* Instructions for the task *
Tally the lines in the rows below that contain the string "front", with case counting, and reply with that number alone.

* Records supplied *
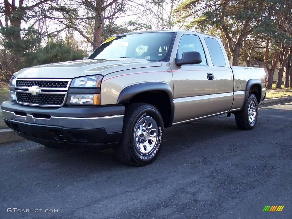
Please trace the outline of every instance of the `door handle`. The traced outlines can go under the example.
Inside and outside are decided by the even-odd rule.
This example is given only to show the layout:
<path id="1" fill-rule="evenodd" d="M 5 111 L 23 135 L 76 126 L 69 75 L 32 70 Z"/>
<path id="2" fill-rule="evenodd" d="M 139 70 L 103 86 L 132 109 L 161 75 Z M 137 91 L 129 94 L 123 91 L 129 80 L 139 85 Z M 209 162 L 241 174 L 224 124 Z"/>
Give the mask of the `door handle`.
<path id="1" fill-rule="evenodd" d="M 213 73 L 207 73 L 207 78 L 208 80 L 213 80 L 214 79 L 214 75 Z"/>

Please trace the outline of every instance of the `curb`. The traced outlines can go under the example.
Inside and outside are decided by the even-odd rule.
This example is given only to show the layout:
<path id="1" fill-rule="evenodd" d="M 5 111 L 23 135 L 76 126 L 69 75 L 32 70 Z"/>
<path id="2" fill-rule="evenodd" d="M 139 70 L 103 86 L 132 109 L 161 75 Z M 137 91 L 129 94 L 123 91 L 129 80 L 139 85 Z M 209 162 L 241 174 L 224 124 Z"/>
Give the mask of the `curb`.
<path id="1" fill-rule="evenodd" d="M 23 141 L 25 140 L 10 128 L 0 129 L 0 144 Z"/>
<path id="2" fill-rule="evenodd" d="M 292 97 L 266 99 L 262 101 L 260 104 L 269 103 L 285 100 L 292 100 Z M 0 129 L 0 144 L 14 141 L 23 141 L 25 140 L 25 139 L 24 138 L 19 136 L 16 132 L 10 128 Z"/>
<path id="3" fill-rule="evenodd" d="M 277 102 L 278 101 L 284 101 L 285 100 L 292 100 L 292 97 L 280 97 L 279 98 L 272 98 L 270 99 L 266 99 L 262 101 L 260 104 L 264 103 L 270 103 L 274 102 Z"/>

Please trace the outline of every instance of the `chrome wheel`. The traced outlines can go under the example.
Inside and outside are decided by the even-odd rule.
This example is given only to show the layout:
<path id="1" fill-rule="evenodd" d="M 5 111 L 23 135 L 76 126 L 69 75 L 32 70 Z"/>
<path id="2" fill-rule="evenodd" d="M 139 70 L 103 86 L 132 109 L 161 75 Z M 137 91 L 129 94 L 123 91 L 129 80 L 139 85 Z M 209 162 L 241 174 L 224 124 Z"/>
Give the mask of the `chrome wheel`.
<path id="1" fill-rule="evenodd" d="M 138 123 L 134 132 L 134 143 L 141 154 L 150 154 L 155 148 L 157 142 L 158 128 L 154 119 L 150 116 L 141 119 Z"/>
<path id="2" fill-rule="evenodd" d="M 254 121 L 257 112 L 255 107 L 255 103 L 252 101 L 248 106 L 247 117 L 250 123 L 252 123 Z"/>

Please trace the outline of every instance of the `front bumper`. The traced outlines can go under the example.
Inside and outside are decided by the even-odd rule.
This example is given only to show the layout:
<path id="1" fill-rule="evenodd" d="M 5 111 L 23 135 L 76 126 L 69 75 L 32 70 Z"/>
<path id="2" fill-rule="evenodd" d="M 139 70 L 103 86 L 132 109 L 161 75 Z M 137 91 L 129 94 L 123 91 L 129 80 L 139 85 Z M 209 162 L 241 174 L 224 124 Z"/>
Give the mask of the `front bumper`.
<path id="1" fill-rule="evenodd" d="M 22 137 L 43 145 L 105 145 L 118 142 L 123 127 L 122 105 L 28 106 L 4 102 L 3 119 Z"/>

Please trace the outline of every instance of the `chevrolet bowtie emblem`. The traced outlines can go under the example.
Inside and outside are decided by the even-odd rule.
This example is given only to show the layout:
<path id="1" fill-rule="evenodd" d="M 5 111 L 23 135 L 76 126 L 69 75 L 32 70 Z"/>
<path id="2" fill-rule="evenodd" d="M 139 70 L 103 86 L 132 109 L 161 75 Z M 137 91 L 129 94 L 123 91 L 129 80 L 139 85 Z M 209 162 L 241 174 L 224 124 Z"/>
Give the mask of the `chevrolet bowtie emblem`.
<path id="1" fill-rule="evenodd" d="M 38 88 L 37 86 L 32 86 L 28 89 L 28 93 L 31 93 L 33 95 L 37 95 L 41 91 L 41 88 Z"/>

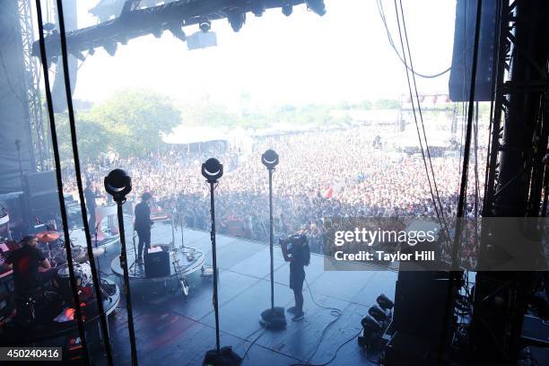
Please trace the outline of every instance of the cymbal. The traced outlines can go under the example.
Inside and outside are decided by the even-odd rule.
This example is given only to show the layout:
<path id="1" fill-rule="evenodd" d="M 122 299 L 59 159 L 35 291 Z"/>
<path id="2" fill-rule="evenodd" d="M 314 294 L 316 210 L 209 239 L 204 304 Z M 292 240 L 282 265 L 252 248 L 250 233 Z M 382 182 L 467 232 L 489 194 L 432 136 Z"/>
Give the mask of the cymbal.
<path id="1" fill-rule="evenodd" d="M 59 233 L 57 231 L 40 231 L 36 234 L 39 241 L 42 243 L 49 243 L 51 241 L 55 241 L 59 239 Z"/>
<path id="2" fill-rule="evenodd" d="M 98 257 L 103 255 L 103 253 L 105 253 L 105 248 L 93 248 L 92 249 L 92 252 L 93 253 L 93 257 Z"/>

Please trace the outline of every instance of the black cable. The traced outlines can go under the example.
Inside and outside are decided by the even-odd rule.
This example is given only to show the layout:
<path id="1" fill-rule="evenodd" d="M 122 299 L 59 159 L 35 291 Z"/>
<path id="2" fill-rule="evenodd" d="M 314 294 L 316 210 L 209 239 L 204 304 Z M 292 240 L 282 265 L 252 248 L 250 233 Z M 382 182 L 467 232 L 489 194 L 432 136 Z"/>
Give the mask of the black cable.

* Solved exercise *
2